▸ **GOAL OF THE EXERCISE**: Give as output the line that contains "Interiors are defined by the even-odd rule.", followed by every remaining line of the entries, unchanged and with nothing added.

EXERCISE MATERIALS START

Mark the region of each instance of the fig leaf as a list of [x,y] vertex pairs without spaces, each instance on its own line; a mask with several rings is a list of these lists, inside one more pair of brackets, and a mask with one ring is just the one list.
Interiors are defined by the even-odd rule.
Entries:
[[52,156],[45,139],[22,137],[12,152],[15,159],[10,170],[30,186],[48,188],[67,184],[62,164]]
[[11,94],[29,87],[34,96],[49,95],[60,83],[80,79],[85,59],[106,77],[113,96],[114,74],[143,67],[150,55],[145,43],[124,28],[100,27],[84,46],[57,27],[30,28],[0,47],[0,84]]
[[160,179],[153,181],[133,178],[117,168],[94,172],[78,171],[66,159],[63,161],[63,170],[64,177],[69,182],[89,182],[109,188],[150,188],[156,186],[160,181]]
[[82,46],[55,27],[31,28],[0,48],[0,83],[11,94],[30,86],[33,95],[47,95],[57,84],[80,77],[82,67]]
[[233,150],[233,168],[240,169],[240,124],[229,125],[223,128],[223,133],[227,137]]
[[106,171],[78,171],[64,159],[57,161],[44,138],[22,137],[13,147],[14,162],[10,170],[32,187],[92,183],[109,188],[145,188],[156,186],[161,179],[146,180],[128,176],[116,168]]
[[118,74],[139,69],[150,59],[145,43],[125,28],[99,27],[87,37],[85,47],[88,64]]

EXERCISE MATERIALS END

▸ **PROBLEM SOLUTION**:
Interiors are defined by the even-odd rule.
Entries:
[[52,156],[45,139],[22,137],[12,152],[15,159],[10,170],[30,186],[48,188],[67,184],[62,164]]
[[11,94],[29,87],[34,96],[49,95],[60,83],[80,79],[85,59],[106,77],[113,96],[114,74],[143,67],[150,55],[145,43],[124,28],[100,27],[84,46],[57,27],[30,28],[0,47],[0,84]]
[[160,179],[153,181],[133,178],[117,168],[94,172],[78,171],[66,159],[63,161],[63,170],[64,177],[69,182],[89,182],[109,188],[150,188],[156,186],[160,181]]
[[82,46],[55,27],[31,28],[0,48],[0,83],[11,94],[30,86],[33,95],[47,95],[57,84],[80,77],[82,67]]
[[233,150],[233,168],[240,169],[240,124],[229,125],[223,128],[223,133],[227,137]]
[[106,171],[78,171],[64,159],[57,161],[44,138],[22,137],[13,147],[14,162],[10,170],[32,187],[92,183],[109,188],[145,188],[156,186],[161,179],[146,180],[128,176],[116,168]]
[[118,74],[139,69],[150,59],[145,43],[125,28],[99,27],[87,37],[85,47],[88,64]]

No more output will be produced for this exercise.